WHAT TO DO
Report every line of the items below that contains the word "roof", copying each such line in full.

INPUT

[Start]

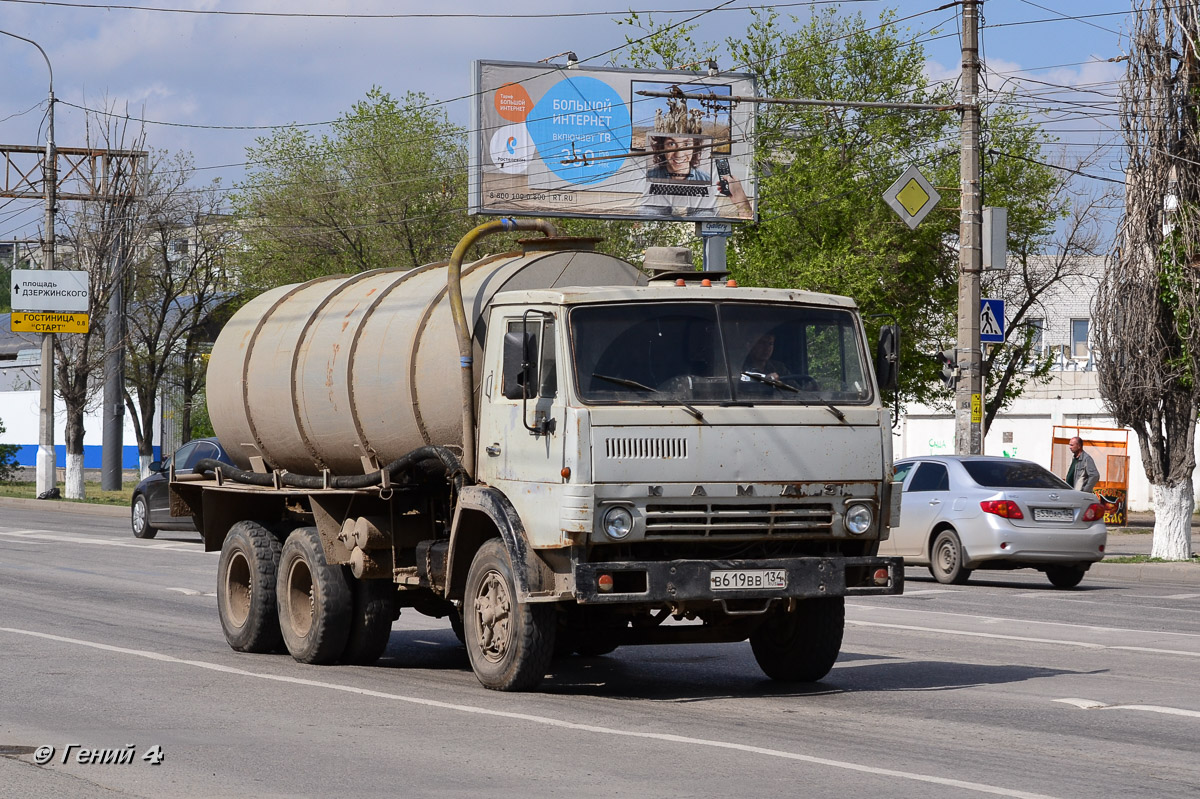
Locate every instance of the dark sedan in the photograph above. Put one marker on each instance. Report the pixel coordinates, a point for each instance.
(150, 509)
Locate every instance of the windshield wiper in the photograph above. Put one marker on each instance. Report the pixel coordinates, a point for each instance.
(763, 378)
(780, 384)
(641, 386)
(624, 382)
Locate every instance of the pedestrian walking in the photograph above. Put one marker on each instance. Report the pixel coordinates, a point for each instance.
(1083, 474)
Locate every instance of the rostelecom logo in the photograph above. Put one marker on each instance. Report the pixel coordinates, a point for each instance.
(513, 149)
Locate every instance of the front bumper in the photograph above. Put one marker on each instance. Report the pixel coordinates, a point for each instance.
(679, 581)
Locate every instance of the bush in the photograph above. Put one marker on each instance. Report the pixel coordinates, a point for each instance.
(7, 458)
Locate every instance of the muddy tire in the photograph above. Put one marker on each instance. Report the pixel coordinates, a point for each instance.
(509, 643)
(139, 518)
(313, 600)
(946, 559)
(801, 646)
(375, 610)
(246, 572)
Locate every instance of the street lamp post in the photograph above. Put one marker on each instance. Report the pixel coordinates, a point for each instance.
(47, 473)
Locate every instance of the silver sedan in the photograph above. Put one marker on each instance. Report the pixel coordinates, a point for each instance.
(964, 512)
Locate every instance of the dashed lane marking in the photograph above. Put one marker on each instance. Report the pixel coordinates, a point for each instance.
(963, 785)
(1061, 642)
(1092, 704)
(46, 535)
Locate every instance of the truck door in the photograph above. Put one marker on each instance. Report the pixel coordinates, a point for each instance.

[End]
[Start]

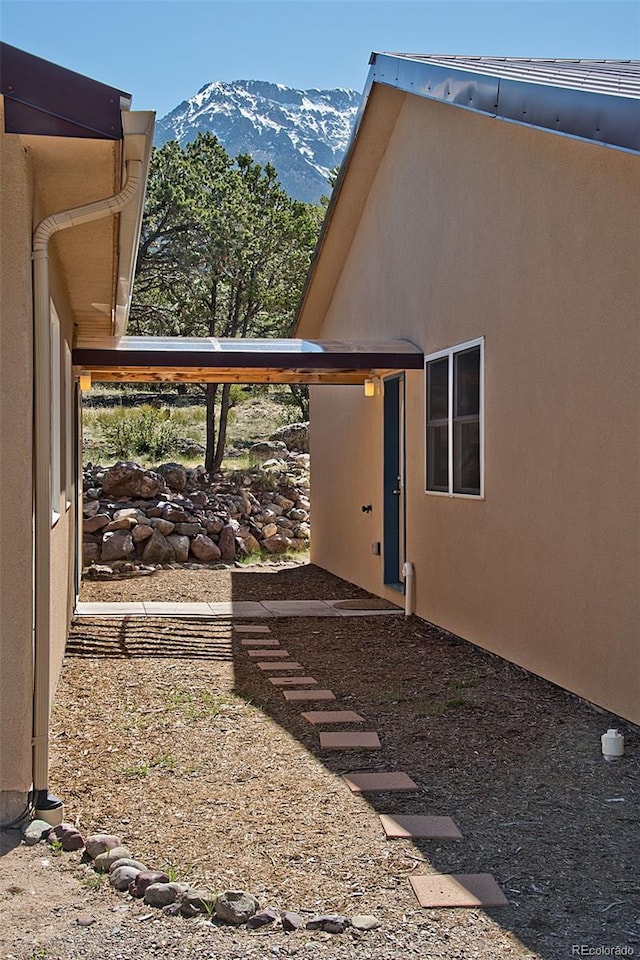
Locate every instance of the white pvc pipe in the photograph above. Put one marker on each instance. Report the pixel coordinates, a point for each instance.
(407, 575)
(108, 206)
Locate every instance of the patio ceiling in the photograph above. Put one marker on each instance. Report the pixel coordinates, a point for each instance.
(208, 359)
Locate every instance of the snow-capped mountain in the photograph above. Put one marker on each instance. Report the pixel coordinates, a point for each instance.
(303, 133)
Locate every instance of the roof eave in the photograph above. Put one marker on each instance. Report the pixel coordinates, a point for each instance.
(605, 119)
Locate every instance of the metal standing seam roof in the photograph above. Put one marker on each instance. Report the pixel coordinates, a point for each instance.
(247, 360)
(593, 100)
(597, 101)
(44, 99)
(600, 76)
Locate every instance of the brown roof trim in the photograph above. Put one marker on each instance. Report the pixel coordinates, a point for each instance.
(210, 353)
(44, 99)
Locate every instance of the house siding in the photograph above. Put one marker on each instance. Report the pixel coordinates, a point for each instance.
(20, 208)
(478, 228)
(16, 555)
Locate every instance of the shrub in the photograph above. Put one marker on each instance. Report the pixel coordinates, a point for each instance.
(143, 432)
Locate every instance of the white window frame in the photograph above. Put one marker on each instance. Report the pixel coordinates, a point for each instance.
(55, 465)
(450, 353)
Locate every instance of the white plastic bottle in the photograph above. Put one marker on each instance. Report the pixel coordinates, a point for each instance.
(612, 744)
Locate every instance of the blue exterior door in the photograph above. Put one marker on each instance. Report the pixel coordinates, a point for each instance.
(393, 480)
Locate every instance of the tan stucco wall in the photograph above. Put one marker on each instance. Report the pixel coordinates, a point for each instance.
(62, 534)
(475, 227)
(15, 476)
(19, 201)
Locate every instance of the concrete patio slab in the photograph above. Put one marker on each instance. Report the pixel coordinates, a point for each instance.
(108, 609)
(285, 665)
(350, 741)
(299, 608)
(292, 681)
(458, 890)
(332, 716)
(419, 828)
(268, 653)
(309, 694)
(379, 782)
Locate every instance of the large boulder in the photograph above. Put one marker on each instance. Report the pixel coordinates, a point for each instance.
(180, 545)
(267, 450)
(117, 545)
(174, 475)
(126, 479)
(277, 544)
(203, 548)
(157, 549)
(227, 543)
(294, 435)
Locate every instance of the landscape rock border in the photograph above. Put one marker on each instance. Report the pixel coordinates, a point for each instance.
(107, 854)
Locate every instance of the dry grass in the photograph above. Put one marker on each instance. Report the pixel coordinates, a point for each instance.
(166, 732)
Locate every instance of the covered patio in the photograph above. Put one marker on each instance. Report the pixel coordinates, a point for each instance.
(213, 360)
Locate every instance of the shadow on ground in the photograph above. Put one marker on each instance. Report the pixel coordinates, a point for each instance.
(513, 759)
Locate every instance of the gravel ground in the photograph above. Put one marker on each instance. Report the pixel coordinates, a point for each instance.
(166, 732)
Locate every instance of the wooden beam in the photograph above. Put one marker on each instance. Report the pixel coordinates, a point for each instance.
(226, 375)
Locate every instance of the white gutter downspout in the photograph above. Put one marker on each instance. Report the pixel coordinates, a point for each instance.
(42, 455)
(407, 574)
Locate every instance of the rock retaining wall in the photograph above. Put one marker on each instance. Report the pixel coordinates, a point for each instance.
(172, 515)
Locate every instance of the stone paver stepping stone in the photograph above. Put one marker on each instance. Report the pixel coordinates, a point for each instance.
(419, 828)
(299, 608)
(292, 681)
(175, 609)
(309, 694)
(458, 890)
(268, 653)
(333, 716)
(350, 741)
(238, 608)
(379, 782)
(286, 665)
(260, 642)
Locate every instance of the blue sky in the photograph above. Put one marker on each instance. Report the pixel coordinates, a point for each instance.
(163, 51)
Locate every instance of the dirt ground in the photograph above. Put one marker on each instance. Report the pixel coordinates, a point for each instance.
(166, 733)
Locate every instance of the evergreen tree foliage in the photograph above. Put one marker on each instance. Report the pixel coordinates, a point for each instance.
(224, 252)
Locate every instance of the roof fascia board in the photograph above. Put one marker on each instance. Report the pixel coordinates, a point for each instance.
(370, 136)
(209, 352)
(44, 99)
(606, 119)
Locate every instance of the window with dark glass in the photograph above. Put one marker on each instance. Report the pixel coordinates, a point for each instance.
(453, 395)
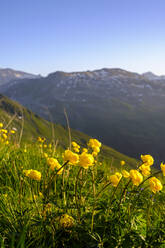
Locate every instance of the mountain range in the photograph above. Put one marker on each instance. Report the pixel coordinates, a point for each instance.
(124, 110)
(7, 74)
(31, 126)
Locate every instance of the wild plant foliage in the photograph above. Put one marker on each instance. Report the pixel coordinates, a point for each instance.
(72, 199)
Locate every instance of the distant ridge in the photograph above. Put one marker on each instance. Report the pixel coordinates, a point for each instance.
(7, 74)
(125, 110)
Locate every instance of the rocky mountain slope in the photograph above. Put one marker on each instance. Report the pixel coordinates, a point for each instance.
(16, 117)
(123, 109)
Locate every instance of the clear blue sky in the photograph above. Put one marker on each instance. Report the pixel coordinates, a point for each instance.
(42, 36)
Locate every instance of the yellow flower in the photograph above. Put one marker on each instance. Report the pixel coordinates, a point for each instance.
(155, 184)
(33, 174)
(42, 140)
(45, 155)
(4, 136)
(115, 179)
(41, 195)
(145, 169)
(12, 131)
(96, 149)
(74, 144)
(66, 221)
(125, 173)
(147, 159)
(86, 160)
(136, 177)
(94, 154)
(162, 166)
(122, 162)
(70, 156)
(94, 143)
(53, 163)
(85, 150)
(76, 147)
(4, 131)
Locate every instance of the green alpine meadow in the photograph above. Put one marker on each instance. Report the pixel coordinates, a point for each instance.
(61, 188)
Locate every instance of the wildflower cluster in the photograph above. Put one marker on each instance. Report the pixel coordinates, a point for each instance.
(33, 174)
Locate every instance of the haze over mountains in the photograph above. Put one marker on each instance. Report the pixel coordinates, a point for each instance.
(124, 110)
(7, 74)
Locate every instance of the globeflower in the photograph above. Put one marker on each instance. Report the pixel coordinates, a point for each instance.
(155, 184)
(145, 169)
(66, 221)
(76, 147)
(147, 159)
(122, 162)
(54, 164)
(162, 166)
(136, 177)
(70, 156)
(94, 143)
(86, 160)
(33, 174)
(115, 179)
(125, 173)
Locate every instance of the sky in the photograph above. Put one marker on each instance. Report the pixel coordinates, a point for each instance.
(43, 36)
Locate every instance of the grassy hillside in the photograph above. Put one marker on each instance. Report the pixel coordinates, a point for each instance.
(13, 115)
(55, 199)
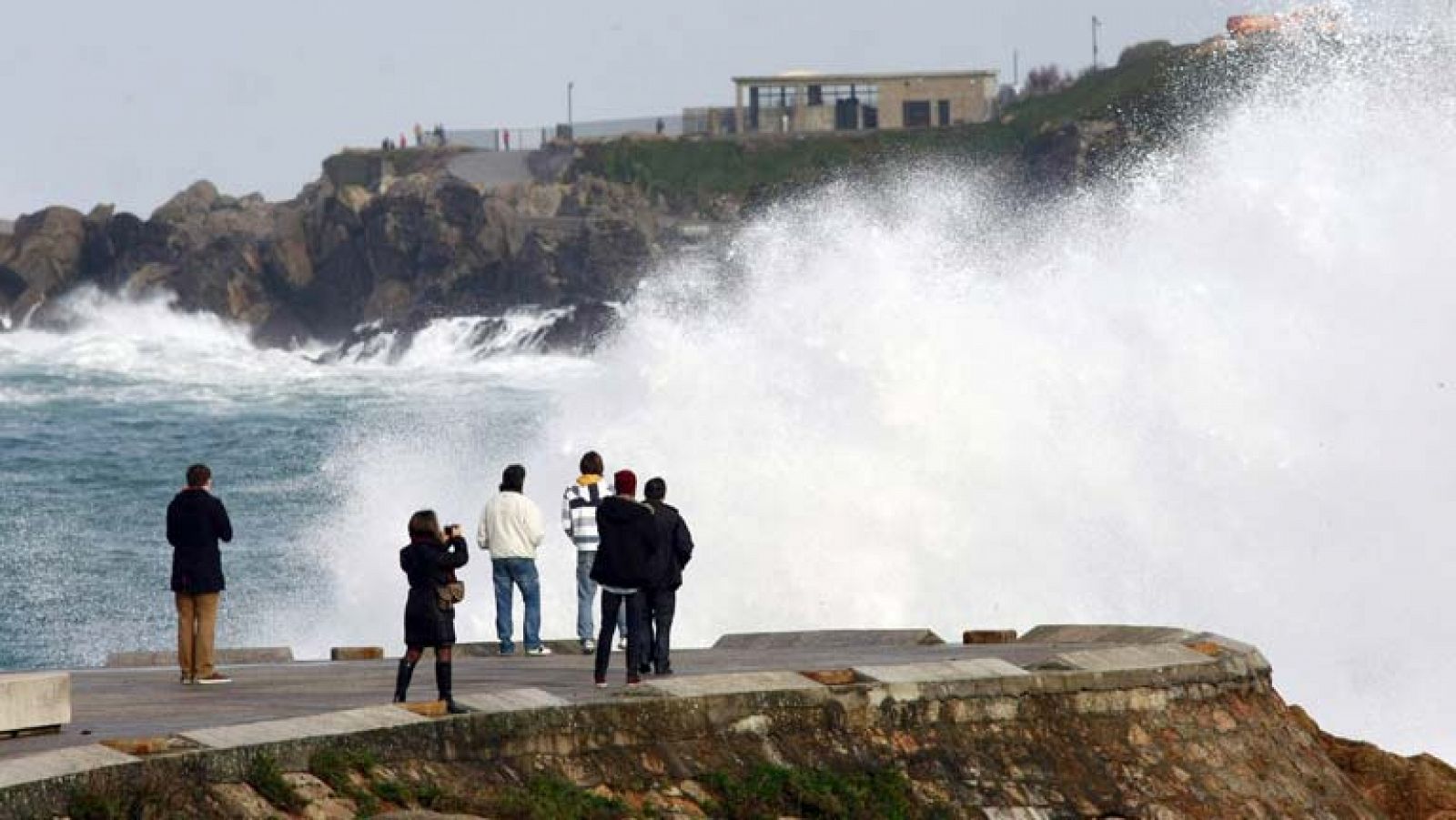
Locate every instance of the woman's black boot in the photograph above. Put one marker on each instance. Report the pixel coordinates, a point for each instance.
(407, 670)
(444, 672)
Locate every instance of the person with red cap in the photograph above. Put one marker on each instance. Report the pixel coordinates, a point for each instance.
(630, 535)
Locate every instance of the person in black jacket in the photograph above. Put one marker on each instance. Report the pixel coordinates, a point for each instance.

[End]

TASK SOLUTION
Locate every instance of the roof eave in the photograph above. Put one marker on each instance. Report the pixel coordinates, a point for each instance.
Locate every instance of the metal standing seam roof in the photograph above. Put one marker on each instance. Report the pixel coordinates, a point for each instance.
Locate every instance of the brown roof trim in the photograph above. Put one marker on each instance. Report the pixel coordinates, a point for each instance.
Locate every instance of the roof fascia board in the photograph above. Put one marker on each instance. Report the pixel coordinates, a point for each instance.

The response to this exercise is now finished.